Textauszug:
________________________________________

FRANKFURT, 05.07.2023
Einfach um Mauern herum gehen und nicht davor stehen bleiben
Manchmal erlebt man Impulse und Anstöße, die wirklich etwas verändern. Manchmal kann man selbst etwas verändern und andere stärken und motivieren – auch in ihrem Glauben. Die Frauen*Predigtwoche im Oktober ist eine solche Gelegenheit, als Laie aktiv Bewegung in die Katholische Kirche zu bringen. Unter dem Motto „Frauen*power – wir ergreifen das Wort – inspiriert von Teresa von Ávila und anderen klugen Frauen“ findet die Frauen*Predigtwoche von Samstag, 7. Oktober, bis Sonntag, 15. Oktober 2023, zum dritten Mal bistumsweit statt. Eine von denen, die sich zu Wort melden, ist Bettina Ickstadt. Sie ist Pastoralreferentin in Sankt Margareta Frankfurt. Das Gespräch mit ihr führte Annette Krumpholz, KEB.
Frau Ickstadt, was genau macht eine Pastoralreferentin eigentlich?
Eine Pastoralreferentin ist eine Diplomtheologin, die eine zweijährige Assistenzzeit in einer Kirchengemeinde gemacht hat. Wo sie dann als Seelsorgerin eingesetzt wird, ist ganz unterschiedlich. Ich habe mich dafür entschieden im Gemeindedienst zu bleiben. Ich bin derzeit im Frankfurter Westen für die Vorbereitung der Kinder auf ihre Erstkommunion zuständig. Da sind wir gerade in der heißen Phase vor den Gottesdiensten in den fünf Stadtteilen. Die Kinder sind toll, aber die ganze technische Planung ist nervenaufreibend. Außerdem bin ich in der Schule, im Beerdigungsdienst und betreue das Pfarreiprojekt „Abenteuer Glaube - Kirche im Grünen“ eine Art „open-air-Dependance“ unserer Pfarrei.
Das klingt, als seien Sie eigentlich ganz schön ausgelastet. Warum jetzt auch noch predigen?
Gute Frage! Die habe ich mir auch schon gestellt. Denn bei uns in der Pfarrei gibt es viele gute Möglichkeiten zum Predigtdienst. In Gottesdiensten ohne Wandlung ist das ja erlaubt und auch für Nicht-Theolog*innen möglich. Für unsere Gemeindemitglieder ist das Predigen von Frauen und Männern im Gottesdienst deshalb gar nichts Besonderes mehr. Aber von Kolleg*innen weiß ich, dass es außerhalb von Frankfurt schon nicht immer ganz so einfach ist, als Frau das Wort Gottes auslegen zu dürfen. Das hängt viel vom Pfarrer der Pfarrei ab. Der hat das Sagen und darf bestimmen. Leider!

________________________________________

Datensätze:
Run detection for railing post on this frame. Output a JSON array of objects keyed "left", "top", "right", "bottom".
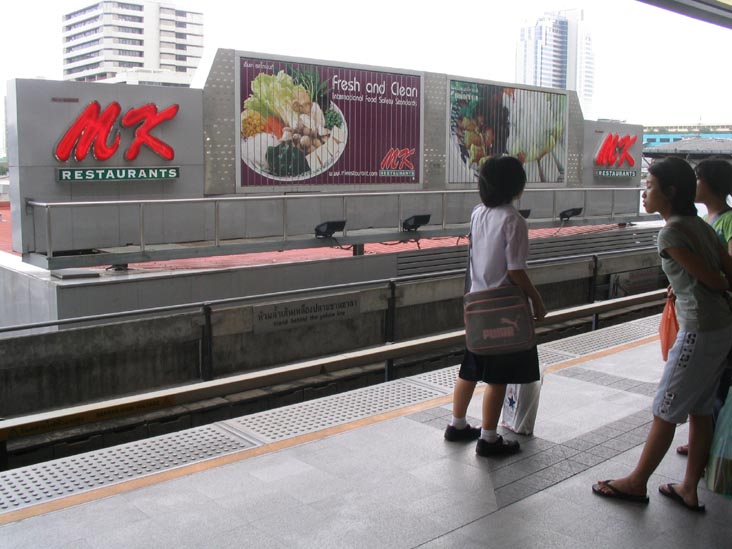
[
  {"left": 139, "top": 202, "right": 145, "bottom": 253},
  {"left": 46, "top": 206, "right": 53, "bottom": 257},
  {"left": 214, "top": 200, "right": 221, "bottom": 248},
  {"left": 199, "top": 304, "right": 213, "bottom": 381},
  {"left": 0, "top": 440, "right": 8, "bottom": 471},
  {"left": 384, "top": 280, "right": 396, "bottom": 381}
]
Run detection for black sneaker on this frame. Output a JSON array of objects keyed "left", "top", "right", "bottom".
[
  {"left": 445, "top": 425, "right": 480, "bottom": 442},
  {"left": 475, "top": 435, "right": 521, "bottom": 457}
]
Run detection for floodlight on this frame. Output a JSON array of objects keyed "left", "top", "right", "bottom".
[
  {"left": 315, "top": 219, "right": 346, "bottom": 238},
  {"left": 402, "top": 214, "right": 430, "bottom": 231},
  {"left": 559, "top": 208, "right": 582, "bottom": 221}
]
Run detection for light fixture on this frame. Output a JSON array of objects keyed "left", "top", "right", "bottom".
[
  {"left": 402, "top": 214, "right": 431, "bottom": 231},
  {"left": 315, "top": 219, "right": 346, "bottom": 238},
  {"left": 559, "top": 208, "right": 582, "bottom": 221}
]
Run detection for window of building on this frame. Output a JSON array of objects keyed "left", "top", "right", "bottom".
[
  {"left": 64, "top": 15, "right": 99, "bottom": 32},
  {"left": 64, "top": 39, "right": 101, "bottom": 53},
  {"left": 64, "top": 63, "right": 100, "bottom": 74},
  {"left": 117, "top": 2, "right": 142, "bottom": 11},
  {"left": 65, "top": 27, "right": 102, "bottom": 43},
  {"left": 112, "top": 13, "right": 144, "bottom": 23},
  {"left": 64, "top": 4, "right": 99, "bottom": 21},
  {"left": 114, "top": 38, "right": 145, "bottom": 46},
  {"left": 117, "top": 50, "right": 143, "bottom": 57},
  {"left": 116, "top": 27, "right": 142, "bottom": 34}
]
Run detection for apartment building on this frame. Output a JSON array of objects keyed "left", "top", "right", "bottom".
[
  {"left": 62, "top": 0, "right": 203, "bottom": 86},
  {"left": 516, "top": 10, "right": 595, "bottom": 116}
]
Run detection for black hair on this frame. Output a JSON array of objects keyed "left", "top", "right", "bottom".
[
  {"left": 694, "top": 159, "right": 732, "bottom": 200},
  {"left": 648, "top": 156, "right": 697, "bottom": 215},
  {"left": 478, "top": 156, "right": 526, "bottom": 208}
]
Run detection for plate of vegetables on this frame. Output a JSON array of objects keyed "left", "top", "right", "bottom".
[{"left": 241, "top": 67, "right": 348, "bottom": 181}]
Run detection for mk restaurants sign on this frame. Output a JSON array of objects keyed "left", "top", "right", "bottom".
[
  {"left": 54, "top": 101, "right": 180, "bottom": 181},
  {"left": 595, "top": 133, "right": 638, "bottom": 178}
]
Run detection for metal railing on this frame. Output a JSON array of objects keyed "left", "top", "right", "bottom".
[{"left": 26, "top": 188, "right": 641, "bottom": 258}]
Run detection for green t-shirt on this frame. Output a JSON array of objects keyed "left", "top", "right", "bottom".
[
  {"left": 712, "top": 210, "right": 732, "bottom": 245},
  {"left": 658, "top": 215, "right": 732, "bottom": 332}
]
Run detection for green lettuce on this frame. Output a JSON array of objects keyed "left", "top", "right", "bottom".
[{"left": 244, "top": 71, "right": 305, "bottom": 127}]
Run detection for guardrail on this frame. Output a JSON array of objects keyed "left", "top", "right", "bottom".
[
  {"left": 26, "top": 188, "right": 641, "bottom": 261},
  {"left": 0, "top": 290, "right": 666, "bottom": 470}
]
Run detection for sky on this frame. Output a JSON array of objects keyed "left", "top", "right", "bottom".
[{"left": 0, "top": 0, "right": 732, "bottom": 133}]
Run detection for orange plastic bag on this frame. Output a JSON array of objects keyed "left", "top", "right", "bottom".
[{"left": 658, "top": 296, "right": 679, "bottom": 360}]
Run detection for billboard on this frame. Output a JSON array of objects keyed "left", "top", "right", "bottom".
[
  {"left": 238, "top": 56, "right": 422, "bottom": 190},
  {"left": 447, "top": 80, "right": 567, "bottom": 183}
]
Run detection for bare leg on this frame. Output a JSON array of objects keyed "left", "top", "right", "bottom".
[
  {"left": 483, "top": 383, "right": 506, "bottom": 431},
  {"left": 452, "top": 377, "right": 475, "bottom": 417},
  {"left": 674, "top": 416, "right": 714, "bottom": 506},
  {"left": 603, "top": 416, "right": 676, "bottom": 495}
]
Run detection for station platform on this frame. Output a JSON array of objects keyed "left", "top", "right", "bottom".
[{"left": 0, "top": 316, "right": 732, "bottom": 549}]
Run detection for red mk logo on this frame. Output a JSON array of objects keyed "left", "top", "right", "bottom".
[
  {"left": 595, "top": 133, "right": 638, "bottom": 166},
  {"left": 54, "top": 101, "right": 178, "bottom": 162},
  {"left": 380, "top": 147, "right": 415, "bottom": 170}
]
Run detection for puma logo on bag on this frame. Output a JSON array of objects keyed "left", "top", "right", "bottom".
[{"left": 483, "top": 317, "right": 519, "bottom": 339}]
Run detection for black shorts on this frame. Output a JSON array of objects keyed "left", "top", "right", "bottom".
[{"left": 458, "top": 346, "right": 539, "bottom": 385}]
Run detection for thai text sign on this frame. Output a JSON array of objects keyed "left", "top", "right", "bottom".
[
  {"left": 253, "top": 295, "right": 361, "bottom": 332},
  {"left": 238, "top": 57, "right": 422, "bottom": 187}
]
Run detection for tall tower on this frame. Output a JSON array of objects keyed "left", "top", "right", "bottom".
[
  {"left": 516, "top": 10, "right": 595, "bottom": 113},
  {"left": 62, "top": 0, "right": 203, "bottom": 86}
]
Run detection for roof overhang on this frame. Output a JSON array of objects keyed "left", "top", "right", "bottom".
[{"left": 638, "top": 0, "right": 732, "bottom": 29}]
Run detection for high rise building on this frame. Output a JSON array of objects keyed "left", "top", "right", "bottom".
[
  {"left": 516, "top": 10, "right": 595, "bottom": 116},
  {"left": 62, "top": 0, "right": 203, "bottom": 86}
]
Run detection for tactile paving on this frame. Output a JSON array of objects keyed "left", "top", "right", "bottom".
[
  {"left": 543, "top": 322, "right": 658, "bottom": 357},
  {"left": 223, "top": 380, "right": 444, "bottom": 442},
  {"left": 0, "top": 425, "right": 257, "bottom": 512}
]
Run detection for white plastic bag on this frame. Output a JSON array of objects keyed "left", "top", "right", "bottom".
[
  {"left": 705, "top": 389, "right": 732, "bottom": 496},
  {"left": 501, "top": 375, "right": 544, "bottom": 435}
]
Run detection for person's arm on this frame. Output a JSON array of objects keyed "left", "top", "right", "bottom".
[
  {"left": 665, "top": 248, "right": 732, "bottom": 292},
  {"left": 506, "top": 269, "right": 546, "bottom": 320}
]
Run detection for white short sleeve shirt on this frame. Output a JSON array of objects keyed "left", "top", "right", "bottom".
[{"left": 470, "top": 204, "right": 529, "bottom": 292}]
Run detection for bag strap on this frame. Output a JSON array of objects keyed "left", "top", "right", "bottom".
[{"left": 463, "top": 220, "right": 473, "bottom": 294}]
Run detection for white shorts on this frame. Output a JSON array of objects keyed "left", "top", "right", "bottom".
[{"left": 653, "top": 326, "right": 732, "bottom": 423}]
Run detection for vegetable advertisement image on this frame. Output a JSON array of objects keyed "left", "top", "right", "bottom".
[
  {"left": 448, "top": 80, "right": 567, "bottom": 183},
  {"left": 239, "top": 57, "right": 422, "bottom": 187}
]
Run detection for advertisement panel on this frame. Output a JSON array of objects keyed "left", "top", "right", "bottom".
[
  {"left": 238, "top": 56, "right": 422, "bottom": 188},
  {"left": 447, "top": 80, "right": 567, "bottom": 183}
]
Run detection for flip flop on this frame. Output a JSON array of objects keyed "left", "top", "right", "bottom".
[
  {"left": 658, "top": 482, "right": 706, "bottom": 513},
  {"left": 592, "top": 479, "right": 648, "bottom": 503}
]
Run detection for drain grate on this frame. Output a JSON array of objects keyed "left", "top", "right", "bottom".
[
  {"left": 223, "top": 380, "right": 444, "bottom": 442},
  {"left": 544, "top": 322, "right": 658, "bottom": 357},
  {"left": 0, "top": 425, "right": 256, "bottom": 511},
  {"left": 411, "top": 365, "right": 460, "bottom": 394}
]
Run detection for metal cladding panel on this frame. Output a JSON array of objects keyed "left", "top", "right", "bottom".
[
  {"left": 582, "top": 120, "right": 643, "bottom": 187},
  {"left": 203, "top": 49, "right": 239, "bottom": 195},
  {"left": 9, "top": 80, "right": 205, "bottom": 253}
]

________________________________________

Zu erledigende Aufgaben:
1) In welcher Gemeinde arbeitet Bettina Ickstadt laut dem Interview zur Frauen*Predigtwoche als Pastoralreferentin?
2) Prüfe für jede der folgenden Aussagen, ob sie mit dem Interview zur Frauen*Predigtwoche übereinstimmt, und belege deine Entscheidung mit einem wörtlichen Zitat aus dem Interview.
(a) Die Frauen*Predigtwoche findet 2023 zum ersten Mal bistumsweit statt.
(b) Eine Pastoralreferentin hat eine zweijährige Assistenzzeit in einer Kirchengemeinde absolviert.
(c) Nach Ickstadt hängt es außerhalb von Frankfurt stark vom Pfarrer ab, ob eine Frau predigen darf.
3) Führe das Interview zur Frauen*Predigtwoche im Anschluss an seinen letzten Satz weiter.
Für diese Aufgaben sind die Datensätze ohne Bedeutung.

Liste der Antworten:
1) In Sankt Margareta Frankfurt.

2)
(a) Nein: „zum dritten Mal bistumsweit statt“
(b) Ja: „eine zweijährige Assistenzzeit in einer Kirchengemeinde gemacht hat“
(c) Ja: „Das hängt viel vom Pfarrer der Pfarrei ab.“

3)
Deshalb sollen die, die problemlos predigen dürfen, das auch tun.
Vielleicht erhöht das den Druck auf die unwilligen Pfarrer. Vielleicht fragen dann Gemeindemitglieder: Warum darf denn Frau XY bei uns nicht auch mal in der Predigtwoche predigen?
Die Predigtwoche kann da eigentlich nur ein Blitzlicht sein, dass beleuchtet: Hey, es gibt Frauen, die predigen und der Himmel fällt ihnen nicht auf den Kopf. Es geht also! Und sogar der Bischof gibt ihnen in dieser Woche Rückendeckung. Allein dafür lohnt es ich mitzumachen, um Vorbild zu sein, um Mut zu machen.
Können Sie uns schon ein bisschen verraten – um was geht es bei Ihrer Predigt?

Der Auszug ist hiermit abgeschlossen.